Chapter 16

Question 1

Electric charge

Answer 1

There is an electric field around a charged object:

-Electric charge in measured in (C) Coulombs and is either positive or negative

Question 2

Opposite charges attract and…

Answer 2

like charges repel

Question 3

If a charged object is placed in an electric field then it…

Answer 3

will experience a force.

Question 4

Electron guns make charged particles move more rapidly by…

Answer 4

sending charged particles down a potential energy ‘hill’, the higher the hill the more kinetic energy is gained. The potential energy hill is created by putting a p.d across two electrodes, positive charges then accelerate towards the negative electrode and visa versa. When going from one electrode to another, a charge loses potential energy and gains kinetic energy.

Question 5

Loss of electrical potential energy=…

Answer 5

gain of kinetic energy= mgh

Question 6

The equation for the speed of a particle

Answer 6

v= √(2qV)/m

where qV = 1/2mv^2

Question 7

Equation to calculate the force of attraction or repulsion between two point charges…

Answer 7

F= (K.Q1.Q2)/(R^2)

Where k = 1/ 4πε

Question 8

The force on Q1 is always…

Answer 8

equal and opposite force on Q2

Question 9

The further apart the chares are…

Answer 9

The weaker the force between them

Question 10

Electric field strength

Answer 10

E= force per unit positive charge, the force that a charge of +1C would experience when placed in the electric field.

Question 11

all particles with the same charge gain the same kinetic energy when they move though the same potential difference, but…

Answer 11

Some may move faster than others depending on their size

e.g. a electron moves much faster then a proton because its mass is much smaller

Question 12

Equation for electric field strength

Answer 12

E= F/q

Where E = electric field strength (NC^-1), F= force (N) and q= charge (C)

Question 13

Gravitational field strength

Answer 13

g= F/m

where g= gravitational field strength (NKg^-1), F= force (N) and m = mass (kg)

Question 14

Radial field

Answer 14

-In a radial field, E depends on the distance r from the point charge Q.

◆ **DIRECTIONS**
Continue the Chapter 16 flashcards on electric charge and fields, starting right after their final sentence.

◆ **DATA EXCERPT**
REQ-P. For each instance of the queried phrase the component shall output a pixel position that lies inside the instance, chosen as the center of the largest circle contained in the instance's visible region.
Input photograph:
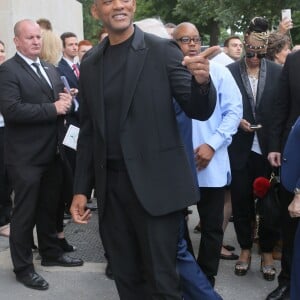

◆ **EXERCISE ANSWER**
Question 15

Equation for E in a radial field

Answer 15

E = kQ/ r^2

E is inversely proportional to r^2

Question 16

The further you go away from Q…

Answer 16

The field strength decreases and the field lines get further apart.

Question 17

Electrical potential energy

Answer 17

-The work that would need to be done to move a small chare, q, from infinity to a distance r away from a point charge Q.

Question 18

Equation for energy in an electric field

Answer 18

E= KQq/ r

Question 19

Repulsive force field

Answer 19

Graph: E decreases as r increases
-In a repulsive force field ( positive charge, lines away from Q)- you have to do work against the repulsion to bring q closer to Q. The charge q gains potential energy as r decreases.

Question 20

Attractive force field

Answer 20

Graph: E increases negatively as r increases positively

• In an attractive field, the charge q gains potential energy as r increases.
• Also gradient of a tangent gives he electric force at that point.

Question 21

Electric potential..

Answer 21

V= electric potential energy per unit positive charge

Question 22

Equation for electric potential energy

Answer 22

V= E(electric)/ Q and substituting for E gives V = KQ/r

Question 23

V is measured in…

Answer 23

Volts or joules per coulomb

Question 24

As with E, V is..

Answer 24

Positive when the force is repulsive and negative when the force if attractive (same graphs)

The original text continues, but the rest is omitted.